### DATASET RECORDS ###

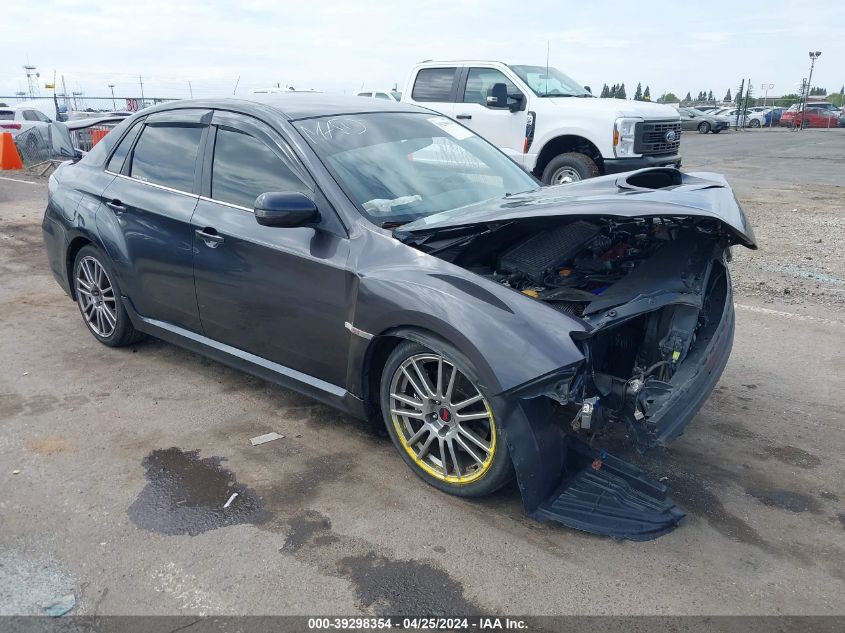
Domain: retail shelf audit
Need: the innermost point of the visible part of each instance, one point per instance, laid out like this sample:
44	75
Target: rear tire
570	167
445	429
99	299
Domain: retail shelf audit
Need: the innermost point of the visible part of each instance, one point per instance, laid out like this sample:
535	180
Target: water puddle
186	494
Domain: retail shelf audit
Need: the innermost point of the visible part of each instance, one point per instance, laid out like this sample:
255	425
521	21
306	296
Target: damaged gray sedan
386	260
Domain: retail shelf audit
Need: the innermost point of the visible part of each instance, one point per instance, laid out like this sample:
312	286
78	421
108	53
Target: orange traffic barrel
9	157
97	134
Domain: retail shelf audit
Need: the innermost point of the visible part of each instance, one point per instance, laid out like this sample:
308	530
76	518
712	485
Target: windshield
551	84
399	167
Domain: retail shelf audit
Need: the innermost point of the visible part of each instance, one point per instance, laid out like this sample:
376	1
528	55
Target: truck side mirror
497	96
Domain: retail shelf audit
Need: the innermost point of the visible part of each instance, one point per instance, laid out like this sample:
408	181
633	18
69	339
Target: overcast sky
342	45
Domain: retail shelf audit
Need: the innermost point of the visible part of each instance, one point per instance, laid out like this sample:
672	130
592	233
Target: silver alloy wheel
95	295
441	419
565	175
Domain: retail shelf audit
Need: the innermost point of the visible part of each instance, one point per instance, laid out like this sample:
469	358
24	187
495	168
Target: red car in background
810	117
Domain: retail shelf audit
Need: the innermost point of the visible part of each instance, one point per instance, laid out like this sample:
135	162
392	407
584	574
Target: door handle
116	206
210	237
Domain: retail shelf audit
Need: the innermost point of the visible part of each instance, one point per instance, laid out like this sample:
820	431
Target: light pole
813	57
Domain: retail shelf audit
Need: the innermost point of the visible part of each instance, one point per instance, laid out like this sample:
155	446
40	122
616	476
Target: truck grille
650	138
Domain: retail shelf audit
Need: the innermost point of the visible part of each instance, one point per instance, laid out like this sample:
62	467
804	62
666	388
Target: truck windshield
549	84
399	167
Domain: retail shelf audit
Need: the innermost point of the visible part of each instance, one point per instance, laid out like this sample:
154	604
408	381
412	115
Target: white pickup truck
546	121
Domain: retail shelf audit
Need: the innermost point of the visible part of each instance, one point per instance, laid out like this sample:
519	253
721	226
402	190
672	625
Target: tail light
530	124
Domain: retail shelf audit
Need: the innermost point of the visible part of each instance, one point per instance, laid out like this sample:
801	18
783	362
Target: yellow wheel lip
451	479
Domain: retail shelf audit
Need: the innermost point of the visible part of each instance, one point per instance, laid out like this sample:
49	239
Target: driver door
500	126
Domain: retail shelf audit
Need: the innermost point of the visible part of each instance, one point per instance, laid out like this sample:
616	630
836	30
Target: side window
244	168
115	164
479	80
167	155
433	84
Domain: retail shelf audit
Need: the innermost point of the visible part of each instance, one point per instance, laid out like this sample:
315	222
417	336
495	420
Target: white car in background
751	118
388	95
30	128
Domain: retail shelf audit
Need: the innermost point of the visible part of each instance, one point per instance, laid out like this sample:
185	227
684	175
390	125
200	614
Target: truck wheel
569	167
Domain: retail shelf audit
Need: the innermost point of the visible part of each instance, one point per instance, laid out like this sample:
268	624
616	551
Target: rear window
166	155
433	84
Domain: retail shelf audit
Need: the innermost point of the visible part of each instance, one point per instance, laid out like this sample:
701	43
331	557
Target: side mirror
497	96
285	209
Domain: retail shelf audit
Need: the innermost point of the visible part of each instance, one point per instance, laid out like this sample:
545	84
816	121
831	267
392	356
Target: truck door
502	127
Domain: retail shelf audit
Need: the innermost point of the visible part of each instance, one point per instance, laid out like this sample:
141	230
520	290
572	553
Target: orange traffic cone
9	157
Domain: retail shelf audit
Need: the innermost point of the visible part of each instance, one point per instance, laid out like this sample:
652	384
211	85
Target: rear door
436	88
280	293
147	215
500	126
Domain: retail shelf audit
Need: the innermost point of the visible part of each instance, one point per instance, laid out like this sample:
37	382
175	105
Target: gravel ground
332	521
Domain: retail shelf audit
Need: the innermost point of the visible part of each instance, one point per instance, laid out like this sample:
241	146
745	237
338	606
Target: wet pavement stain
310	527
785	500
793	456
409	587
185	494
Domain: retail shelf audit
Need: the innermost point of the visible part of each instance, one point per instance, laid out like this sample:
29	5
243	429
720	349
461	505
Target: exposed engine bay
649	289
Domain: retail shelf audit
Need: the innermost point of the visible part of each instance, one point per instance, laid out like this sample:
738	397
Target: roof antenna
547	68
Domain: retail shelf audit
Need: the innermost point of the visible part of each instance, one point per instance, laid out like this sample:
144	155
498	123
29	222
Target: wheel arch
383	344
567	143
75	245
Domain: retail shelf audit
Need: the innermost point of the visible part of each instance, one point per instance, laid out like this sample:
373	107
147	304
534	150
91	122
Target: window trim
129	130
457	73
249	125
126	170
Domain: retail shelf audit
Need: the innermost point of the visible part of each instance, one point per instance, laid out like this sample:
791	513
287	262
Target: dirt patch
49	445
310	527
785	500
407	587
793	456
186	495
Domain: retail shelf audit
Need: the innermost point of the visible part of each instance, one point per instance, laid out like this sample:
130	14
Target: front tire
98	297
569	167
441	422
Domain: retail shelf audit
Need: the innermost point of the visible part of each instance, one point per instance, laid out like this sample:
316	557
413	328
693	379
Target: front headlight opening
624	136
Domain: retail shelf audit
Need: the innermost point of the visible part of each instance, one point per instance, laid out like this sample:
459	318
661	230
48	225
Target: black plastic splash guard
605	495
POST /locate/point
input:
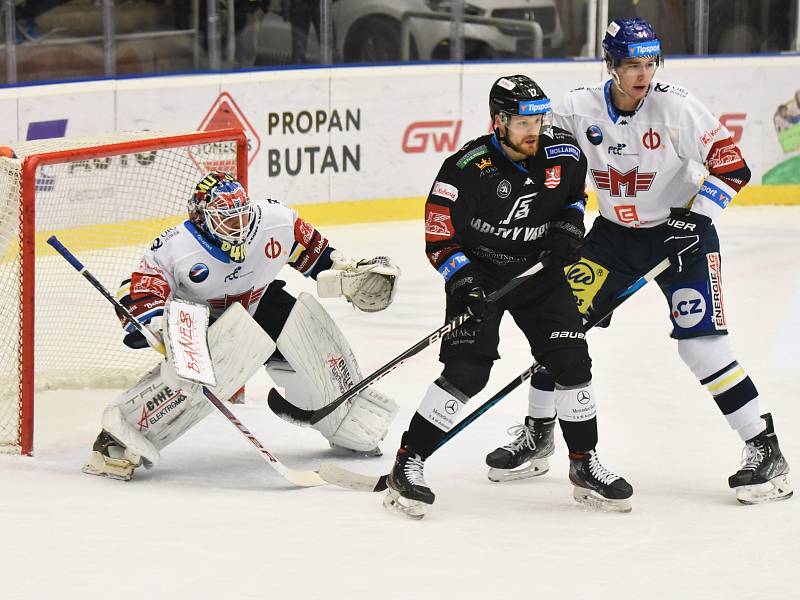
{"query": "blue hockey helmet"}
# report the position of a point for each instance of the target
(630, 38)
(221, 209)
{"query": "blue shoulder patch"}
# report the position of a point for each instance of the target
(563, 150)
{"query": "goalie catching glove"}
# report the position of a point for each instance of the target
(368, 284)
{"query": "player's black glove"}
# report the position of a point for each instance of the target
(467, 293)
(562, 244)
(684, 238)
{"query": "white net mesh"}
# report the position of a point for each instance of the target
(106, 210)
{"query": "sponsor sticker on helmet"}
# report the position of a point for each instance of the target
(506, 83)
(534, 107)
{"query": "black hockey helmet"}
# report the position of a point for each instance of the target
(517, 95)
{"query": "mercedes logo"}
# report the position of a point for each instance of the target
(451, 406)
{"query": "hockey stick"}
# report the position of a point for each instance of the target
(300, 416)
(299, 478)
(366, 483)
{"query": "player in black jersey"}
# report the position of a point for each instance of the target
(501, 204)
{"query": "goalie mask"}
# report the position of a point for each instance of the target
(519, 96)
(221, 209)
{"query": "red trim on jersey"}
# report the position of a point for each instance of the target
(312, 242)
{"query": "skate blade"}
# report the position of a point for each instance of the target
(411, 509)
(775, 489)
(342, 451)
(532, 468)
(112, 468)
(595, 501)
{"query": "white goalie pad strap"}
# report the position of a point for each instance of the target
(321, 365)
(239, 347)
(575, 404)
(370, 285)
(367, 421)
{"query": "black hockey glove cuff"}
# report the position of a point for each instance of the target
(684, 238)
(562, 244)
(467, 293)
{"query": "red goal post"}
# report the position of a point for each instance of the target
(107, 198)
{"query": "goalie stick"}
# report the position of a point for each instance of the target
(370, 483)
(298, 478)
(301, 416)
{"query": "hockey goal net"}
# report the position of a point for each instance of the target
(106, 198)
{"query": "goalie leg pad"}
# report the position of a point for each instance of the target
(151, 415)
(319, 367)
(367, 421)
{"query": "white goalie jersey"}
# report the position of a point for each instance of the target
(181, 262)
(669, 153)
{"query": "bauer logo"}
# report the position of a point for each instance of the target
(438, 136)
(198, 273)
(221, 156)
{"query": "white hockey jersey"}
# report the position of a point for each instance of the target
(181, 262)
(645, 163)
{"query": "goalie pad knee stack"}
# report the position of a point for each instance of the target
(319, 366)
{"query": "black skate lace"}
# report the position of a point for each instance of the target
(414, 470)
(523, 436)
(751, 457)
(599, 472)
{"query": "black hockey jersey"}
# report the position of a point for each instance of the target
(487, 210)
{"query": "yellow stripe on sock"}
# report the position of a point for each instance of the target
(727, 381)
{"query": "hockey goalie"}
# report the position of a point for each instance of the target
(227, 256)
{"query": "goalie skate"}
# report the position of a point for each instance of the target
(526, 455)
(108, 459)
(764, 473)
(595, 486)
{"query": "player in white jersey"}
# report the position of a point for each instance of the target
(664, 168)
(230, 251)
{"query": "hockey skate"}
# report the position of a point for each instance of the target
(597, 487)
(764, 473)
(408, 494)
(109, 459)
(345, 451)
(526, 455)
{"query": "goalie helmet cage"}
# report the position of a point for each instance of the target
(107, 198)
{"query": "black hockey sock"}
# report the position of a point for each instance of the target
(579, 436)
(422, 437)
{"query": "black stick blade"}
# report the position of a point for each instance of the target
(288, 411)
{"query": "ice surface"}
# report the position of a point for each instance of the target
(214, 521)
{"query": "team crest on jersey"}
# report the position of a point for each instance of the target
(552, 177)
(632, 182)
(437, 222)
(504, 189)
(563, 150)
(198, 273)
(595, 135)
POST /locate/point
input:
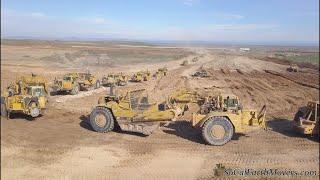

###

### TRY IT
Check each line of the material for the word "jersey". Copy the ones that have it.

### WRITTEN SOLUTION
{"query": "player in black jersey"}
{"query": "red trim on jersey"}
{"query": "white goalie jersey"}
{"query": "white hockey jersey"}
{"query": "black hockey jersey"}
{"query": "player in white jersey"}
{"query": "team crest on jersey"}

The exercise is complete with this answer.